RECORD EXTRACTS:
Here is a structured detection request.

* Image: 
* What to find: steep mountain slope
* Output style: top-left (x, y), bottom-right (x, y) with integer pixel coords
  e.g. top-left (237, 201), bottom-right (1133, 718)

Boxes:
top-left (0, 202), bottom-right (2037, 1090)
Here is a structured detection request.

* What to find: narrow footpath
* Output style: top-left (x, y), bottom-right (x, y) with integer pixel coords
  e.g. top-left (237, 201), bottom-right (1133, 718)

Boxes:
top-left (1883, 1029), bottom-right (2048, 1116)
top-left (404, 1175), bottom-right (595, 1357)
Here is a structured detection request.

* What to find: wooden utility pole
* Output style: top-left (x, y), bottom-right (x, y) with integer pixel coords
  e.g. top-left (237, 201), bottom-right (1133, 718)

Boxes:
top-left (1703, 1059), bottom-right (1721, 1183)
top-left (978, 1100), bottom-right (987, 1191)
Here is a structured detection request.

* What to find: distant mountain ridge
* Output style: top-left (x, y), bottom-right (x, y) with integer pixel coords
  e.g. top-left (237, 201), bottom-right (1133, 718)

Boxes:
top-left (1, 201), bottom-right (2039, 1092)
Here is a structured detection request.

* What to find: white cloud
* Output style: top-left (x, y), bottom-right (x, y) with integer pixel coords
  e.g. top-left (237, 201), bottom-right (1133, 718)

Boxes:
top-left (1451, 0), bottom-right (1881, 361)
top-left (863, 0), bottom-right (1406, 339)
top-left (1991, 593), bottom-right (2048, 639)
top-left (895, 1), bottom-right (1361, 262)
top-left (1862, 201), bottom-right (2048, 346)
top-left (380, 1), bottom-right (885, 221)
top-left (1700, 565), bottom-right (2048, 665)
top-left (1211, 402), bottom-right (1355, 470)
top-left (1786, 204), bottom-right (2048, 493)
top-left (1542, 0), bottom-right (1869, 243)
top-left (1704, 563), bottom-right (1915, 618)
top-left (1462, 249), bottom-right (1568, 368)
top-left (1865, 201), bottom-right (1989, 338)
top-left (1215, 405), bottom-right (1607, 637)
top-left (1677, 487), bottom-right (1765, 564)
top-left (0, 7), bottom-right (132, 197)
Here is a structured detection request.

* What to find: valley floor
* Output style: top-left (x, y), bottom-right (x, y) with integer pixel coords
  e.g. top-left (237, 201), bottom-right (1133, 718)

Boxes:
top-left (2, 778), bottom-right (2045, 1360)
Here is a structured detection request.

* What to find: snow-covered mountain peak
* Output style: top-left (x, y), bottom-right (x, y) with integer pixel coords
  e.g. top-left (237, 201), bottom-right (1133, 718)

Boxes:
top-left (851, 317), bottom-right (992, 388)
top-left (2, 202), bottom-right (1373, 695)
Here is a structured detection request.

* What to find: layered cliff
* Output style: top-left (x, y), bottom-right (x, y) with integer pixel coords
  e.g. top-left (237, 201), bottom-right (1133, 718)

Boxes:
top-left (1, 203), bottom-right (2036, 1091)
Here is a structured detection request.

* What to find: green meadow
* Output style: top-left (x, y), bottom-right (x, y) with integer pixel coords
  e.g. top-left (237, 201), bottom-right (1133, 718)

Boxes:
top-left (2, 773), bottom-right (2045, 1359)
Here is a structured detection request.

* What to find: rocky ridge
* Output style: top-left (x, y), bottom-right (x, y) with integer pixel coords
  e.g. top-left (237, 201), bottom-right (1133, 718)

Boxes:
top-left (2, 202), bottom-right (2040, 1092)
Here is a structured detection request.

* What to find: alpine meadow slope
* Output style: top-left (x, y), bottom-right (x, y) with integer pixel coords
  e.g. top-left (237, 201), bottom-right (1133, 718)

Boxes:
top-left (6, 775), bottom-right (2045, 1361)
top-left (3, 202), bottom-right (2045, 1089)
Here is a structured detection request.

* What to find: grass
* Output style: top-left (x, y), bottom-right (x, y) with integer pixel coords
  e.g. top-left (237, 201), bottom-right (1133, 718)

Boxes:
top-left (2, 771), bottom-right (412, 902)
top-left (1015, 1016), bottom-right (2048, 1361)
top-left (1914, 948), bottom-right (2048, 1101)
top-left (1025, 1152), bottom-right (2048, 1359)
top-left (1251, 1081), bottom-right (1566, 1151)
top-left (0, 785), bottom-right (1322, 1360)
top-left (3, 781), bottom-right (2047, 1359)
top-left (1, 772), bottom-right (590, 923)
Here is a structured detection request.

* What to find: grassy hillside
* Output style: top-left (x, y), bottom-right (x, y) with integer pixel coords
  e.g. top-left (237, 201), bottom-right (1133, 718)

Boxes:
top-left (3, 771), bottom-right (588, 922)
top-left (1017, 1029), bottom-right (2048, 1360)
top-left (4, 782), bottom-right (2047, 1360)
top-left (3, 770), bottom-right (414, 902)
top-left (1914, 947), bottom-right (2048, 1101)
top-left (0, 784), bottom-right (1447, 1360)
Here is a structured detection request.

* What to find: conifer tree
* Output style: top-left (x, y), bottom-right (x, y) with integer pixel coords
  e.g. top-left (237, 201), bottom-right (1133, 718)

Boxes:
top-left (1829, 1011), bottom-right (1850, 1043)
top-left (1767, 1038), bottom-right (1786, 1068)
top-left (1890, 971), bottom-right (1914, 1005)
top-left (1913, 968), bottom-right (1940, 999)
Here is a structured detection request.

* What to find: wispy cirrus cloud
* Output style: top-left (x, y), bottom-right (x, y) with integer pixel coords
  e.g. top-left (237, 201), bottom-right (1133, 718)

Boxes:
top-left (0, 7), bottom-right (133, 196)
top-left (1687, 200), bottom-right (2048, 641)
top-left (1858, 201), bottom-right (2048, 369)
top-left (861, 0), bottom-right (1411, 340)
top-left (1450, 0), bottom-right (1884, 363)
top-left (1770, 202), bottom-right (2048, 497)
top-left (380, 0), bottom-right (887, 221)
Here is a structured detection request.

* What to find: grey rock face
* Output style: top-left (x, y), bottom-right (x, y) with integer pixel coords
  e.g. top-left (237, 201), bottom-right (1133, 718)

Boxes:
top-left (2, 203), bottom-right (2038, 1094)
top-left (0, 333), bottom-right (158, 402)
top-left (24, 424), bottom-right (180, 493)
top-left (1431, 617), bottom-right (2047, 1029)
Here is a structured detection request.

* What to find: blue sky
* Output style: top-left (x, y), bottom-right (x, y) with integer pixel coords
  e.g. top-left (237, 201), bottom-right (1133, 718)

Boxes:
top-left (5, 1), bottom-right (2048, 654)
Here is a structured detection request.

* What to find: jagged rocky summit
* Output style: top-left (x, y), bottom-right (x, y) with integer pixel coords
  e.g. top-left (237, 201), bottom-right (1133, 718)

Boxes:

WHAT NEEDS TO BE DONE:
In the answer, each line of the data must appear exactly as written.

PROBLEM SOLUTION:
Here is a structured detection request.

* Image: 
* What to find: steep mountain slope
* Output style: top-left (x, y), bottom-right (x, y) with integer pixel coords
  e.g. top-left (237, 201), bottom-right (1133, 718)

Boxes:
top-left (0, 202), bottom-right (2037, 1090)
Here is a structured detection request.

* What to find: narrow footpath
* Output style: top-left (x, y), bottom-right (x, y) with integer pixel coords
  e.g. top-left (237, 201), bottom-right (1133, 718)

Boxes:
top-left (1883, 1029), bottom-right (2048, 1116)
top-left (404, 1175), bottom-right (595, 1357)
Here is a structured detection request.

* What to find: wooden utility pole
* Output style: top-left (x, y), bottom-right (x, y) with integer pixel coords
  e.g. top-left (237, 201), bottom-right (1133, 718)

Boxes:
top-left (1703, 1059), bottom-right (1721, 1183)
top-left (978, 1100), bottom-right (987, 1191)
Here is a structured detection request.

* What to find: distant mountain ridge
* Output style: top-left (x, y), bottom-right (x, y) with integer pixel coords
  e.g. top-left (237, 201), bottom-right (1133, 718)

Boxes:
top-left (1, 201), bottom-right (2039, 1092)
Here is a structured detection request.

* What to find: white cloud
* Output style: top-left (x, y), bottom-right (x, y) with integer pixel coords
  e.g. top-left (237, 201), bottom-right (1133, 718)

Boxes:
top-left (1451, 0), bottom-right (1881, 361)
top-left (863, 0), bottom-right (1406, 339)
top-left (1991, 593), bottom-right (2048, 639)
top-left (895, 1), bottom-right (1361, 262)
top-left (1862, 201), bottom-right (2048, 346)
top-left (380, 1), bottom-right (885, 221)
top-left (1700, 565), bottom-right (2048, 665)
top-left (1211, 402), bottom-right (1355, 470)
top-left (1786, 204), bottom-right (2048, 493)
top-left (1542, 0), bottom-right (1869, 243)
top-left (1704, 563), bottom-right (1915, 618)
top-left (1462, 249), bottom-right (1568, 368)
top-left (1865, 201), bottom-right (1989, 338)
top-left (1215, 405), bottom-right (1607, 637)
top-left (1677, 487), bottom-right (1765, 564)
top-left (0, 7), bottom-right (132, 197)
Here is a structured detection request.

* What to find: valley floor
* Output style: top-left (x, y), bottom-right (x, y) with integer pixel coords
  e.g. top-left (237, 201), bottom-right (1133, 718)

Boxes:
top-left (2, 778), bottom-right (2045, 1360)
Here is a structured detection request.

* What to find: snow-covered mountain peak
* Output style: top-left (x, y), bottom-right (x, y) with integer pixel coords
  e.g. top-left (237, 201), bottom-right (1133, 718)

Boxes:
top-left (851, 317), bottom-right (992, 388)
top-left (2, 202), bottom-right (1373, 695)
Here is a structured detection request.

* What to find: layered cliff
* Output style: top-left (x, y), bottom-right (x, y) with integer pixel coords
  e.g. top-left (237, 201), bottom-right (1133, 718)

Boxes:
top-left (1, 203), bottom-right (2036, 1091)
Here is a structured detection request.

* What to find: green meadow
* Output style: top-left (x, y), bottom-right (x, y) with integer pixel coords
  e.g. top-left (237, 201), bottom-right (1133, 718)

Boxes:
top-left (2, 773), bottom-right (2045, 1359)
Here is a structured detection request.

* What to find: rocky ridge
* Output style: top-left (x, y), bottom-right (x, y) with integer pixel coords
  e.g. top-left (237, 201), bottom-right (1133, 718)

Boxes:
top-left (2, 202), bottom-right (2040, 1092)
Here is a structured detection request.

* What to find: alpine meadow slope
* Output style: top-left (x, y), bottom-right (x, y) with integer pixel coords
  e.g. top-left (237, 201), bottom-right (1133, 718)

Boxes:
top-left (6, 775), bottom-right (2045, 1361)
top-left (3, 202), bottom-right (2045, 1089)
Here is a structured detection request.

* What to find: grass
* Output style: top-left (x, y), bottom-right (x, y) with integer pixel coords
  e.g. top-left (237, 201), bottom-right (1133, 718)

Boxes:
top-left (2, 771), bottom-right (412, 902)
top-left (1015, 1016), bottom-right (2048, 1361)
top-left (1914, 948), bottom-right (2048, 1101)
top-left (1025, 1152), bottom-right (2048, 1359)
top-left (1251, 1081), bottom-right (1566, 1151)
top-left (0, 785), bottom-right (1322, 1360)
top-left (3, 781), bottom-right (2047, 1359)
top-left (1, 772), bottom-right (590, 923)
Here is a structured detection request.

* What to find: grassy hillside
* Output style: top-left (x, y), bottom-right (x, y) with integer pixel coords
  e.g. top-left (237, 201), bottom-right (1133, 718)

Boxes:
top-left (3, 771), bottom-right (588, 922)
top-left (1017, 1029), bottom-right (2048, 1360)
top-left (4, 782), bottom-right (2047, 1360)
top-left (3, 770), bottom-right (414, 902)
top-left (1914, 947), bottom-right (2048, 1101)
top-left (0, 784), bottom-right (1447, 1360)
Here is a structured detection request.

* What to find: conifer tree
* Output style: top-left (x, y), bottom-right (x, y) with integer pixel coords
  e.g. top-left (237, 201), bottom-right (1133, 718)

Boxes:
top-left (1829, 1011), bottom-right (1850, 1043)
top-left (1767, 1038), bottom-right (1786, 1068)
top-left (1890, 971), bottom-right (1914, 1005)
top-left (1913, 968), bottom-right (1940, 999)
Here is a structured detection request.

* What to find: wispy cirrus cloud
* Output style: top-left (x, y), bottom-right (x, y) with integer pixel coords
  e.g. top-left (237, 201), bottom-right (1133, 718)

Boxes:
top-left (0, 7), bottom-right (133, 196)
top-left (1687, 200), bottom-right (2048, 641)
top-left (1858, 201), bottom-right (2048, 369)
top-left (861, 0), bottom-right (1411, 340)
top-left (1450, 0), bottom-right (1884, 363)
top-left (1770, 202), bottom-right (2048, 497)
top-left (380, 0), bottom-right (887, 221)
Here is a structured detection request.

* What to find: grey rock face
* Output style: top-left (x, y), bottom-right (x, y) with integer pixel coords
  e.g. top-left (237, 201), bottom-right (1133, 718)

Boxes:
top-left (2, 203), bottom-right (2038, 1094)
top-left (0, 333), bottom-right (158, 402)
top-left (24, 424), bottom-right (180, 493)
top-left (1431, 617), bottom-right (2047, 1029)
Here is a structured detection request.

* What to find: blue sky
* Output style: top-left (x, y), bottom-right (x, y) with integer pixel coords
  e.g. top-left (237, 201), bottom-right (1133, 718)

Boxes:
top-left (5, 1), bottom-right (2048, 654)
Here is a structured detection request.

* What to find: jagged rocky summit
* Output style: top-left (x, y), bottom-right (x, y) with integer pixel coords
  e.g. top-left (237, 201), bottom-right (1133, 718)

Boxes:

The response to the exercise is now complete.